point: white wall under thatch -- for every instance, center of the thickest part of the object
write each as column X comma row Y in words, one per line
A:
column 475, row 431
——
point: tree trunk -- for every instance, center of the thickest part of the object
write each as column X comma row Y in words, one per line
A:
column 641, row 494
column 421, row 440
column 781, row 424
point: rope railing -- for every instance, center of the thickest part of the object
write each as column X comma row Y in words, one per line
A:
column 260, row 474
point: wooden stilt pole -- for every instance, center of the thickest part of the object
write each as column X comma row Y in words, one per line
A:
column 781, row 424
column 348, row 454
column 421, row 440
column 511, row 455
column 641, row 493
——
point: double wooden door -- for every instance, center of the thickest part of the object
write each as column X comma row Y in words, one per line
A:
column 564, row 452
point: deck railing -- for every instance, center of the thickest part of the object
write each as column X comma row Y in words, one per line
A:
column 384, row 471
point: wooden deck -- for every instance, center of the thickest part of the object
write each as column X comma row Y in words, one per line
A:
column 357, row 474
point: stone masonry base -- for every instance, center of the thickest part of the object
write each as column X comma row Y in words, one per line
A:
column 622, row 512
——
Duplicate the data from the line with "point: white wall" up to and including the line with "column 475, row 431".

point: white wall under thatch -- for every instance, center of the thickest part of the object
write each as column X comma row Y in words, one per line
A:
column 475, row 431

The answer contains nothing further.